* BEGIN EXCERPT PROVIDED *
Big banks and big tech: coopetition and the potential for new fintech communities. Highlights from Fintech Week London 2022

Big banks and big tech: coopetition and the potential for new fintech communities. Highlights from Fintech Week London 2022

Big banks and big tech: coopetition and the potential for new fintech communities. Highlights from Fintech Week London 2022
Big banks and big tech: coopetition and the potential for new fintech communities. Highlights from Fintech Week London 2022

Our previous article has insights into The Fintech Week London 2022 Conference on the future of digital identity amid privacy and authenticity concerns. During the same conference, the issue of coopetition between big tech and big banks was also a key topic covered by David M. Brear (11:FS Group), Mark Hartley (BanKiFi), Ronit Ghose (Citi), Rita Martins (HSBC), and Karan Jain (NayaOne).

One of the critical aspects explored by the experts is the merging, acquisition, and partnership of big banks, tech companies, and other fintech startups and the impact on the fintech industry. Irrespective of the stiff competition, there are opportunities for big banks and big tech to collaborate and thrive together.
* END EXCERPT PROVIDED *
* BEGIN STORED DATA *
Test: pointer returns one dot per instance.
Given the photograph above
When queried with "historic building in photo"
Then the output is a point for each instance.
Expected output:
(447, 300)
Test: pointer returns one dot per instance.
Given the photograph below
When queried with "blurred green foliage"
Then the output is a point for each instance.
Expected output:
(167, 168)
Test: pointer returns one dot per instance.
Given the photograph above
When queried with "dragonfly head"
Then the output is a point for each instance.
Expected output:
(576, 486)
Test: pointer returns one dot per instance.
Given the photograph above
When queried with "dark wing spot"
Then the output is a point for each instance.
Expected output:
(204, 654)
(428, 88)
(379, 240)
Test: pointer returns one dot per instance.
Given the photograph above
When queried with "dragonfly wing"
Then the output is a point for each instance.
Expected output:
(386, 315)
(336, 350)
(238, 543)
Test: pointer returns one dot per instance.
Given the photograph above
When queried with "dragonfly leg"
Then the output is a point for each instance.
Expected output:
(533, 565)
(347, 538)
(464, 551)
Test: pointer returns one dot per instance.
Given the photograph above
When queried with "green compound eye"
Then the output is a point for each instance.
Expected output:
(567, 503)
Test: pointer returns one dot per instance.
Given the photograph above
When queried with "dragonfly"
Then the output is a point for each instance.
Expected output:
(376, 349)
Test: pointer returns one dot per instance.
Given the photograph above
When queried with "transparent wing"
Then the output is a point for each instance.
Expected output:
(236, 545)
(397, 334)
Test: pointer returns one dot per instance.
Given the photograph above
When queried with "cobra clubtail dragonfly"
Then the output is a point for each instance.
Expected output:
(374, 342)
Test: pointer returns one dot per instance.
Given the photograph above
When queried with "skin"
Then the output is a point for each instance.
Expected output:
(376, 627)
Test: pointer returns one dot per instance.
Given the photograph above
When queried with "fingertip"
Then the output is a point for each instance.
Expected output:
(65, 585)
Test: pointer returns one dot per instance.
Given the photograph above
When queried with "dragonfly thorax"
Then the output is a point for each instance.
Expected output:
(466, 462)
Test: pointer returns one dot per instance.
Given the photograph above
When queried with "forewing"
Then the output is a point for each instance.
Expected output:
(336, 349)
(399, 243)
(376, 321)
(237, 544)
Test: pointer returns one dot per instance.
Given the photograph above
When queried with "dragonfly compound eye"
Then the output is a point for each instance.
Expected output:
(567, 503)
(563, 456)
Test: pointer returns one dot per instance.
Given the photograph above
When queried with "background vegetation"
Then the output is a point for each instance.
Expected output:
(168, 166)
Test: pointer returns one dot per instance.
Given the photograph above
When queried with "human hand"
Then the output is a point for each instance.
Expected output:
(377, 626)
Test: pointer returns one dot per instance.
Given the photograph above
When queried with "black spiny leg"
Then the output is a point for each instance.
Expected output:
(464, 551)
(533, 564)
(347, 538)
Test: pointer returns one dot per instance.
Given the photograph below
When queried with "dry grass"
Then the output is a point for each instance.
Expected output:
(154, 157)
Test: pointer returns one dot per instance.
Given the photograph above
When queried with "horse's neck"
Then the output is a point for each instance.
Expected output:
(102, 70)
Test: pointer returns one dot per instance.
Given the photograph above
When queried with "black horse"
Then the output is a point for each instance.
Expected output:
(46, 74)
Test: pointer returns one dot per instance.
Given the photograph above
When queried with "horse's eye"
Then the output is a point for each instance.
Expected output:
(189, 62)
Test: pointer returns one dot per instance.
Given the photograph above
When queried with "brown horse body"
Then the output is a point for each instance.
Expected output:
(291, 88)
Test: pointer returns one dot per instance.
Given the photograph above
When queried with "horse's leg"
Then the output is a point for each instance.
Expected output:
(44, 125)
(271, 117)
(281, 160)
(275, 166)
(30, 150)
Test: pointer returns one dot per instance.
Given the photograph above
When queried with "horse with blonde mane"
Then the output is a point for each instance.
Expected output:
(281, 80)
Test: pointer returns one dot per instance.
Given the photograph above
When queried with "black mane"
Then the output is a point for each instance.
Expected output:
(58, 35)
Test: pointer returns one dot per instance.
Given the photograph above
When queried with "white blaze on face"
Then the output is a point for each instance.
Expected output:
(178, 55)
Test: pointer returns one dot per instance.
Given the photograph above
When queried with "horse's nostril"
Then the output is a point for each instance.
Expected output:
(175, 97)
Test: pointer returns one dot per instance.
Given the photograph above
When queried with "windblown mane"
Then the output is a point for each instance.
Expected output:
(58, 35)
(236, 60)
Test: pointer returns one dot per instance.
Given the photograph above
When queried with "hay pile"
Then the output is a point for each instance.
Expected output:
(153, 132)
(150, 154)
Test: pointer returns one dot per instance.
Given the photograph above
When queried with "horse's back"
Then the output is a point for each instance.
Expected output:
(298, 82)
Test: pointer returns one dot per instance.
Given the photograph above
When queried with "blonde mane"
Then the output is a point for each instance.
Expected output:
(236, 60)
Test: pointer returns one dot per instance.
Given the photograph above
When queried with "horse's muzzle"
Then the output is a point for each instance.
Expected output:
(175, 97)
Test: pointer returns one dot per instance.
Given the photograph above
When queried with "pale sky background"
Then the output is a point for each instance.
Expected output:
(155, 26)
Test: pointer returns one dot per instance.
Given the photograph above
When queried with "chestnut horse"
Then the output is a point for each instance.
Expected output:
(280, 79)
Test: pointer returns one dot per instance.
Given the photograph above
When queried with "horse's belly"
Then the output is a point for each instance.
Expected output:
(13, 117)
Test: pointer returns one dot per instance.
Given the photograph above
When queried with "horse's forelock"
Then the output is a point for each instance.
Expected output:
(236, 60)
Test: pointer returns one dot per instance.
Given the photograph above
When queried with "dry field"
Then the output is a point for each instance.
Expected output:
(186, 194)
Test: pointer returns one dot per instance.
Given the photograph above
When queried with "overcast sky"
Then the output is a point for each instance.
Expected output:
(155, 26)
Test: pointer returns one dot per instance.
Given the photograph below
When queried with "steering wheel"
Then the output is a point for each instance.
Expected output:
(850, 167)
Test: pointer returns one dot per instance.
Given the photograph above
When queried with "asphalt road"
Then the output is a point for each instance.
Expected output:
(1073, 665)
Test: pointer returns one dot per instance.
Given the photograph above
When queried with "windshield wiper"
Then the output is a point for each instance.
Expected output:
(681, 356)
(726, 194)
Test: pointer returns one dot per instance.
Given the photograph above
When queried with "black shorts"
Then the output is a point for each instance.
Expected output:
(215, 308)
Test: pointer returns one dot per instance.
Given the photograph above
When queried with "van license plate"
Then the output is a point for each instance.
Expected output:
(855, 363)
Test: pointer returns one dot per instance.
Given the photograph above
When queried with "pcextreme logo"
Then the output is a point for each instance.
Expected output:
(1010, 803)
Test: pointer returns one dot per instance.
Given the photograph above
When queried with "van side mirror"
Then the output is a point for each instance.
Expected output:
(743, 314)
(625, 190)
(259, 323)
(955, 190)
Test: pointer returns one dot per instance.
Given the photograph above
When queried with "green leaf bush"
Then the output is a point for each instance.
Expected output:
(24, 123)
* END STORED DATA *
## TASK DIRECTIONS
Rewrite the part of the article on big banks and big tech starting with "Our previous article" and going on through "and thrive together.", putting "fierce competition" in place of "stiff competition".

## WRITTEN ANSWER
Our previous article has insights into The Fintech Week London 2022 Conference on the future of digital identity amid privacy and authenticity concerns. During the same conference, the issue of coopetition between big tech and big banks was also a key topic covered by David M. Brear (11:FS Group), Mark Hartley (BanKiFi), Ronit Ghose (Citi), Rita Martins (HSBC), and Karan Jain (NayaOne).

One of the critical aspects explored by the experts is the merging, acquisition, and partnership of big banks, tech companies, and other fintech startups and the impact on the fintech industry. Irrespective of the fierce competition, there are opportunities for big banks and big tech to collaborate and thrive together.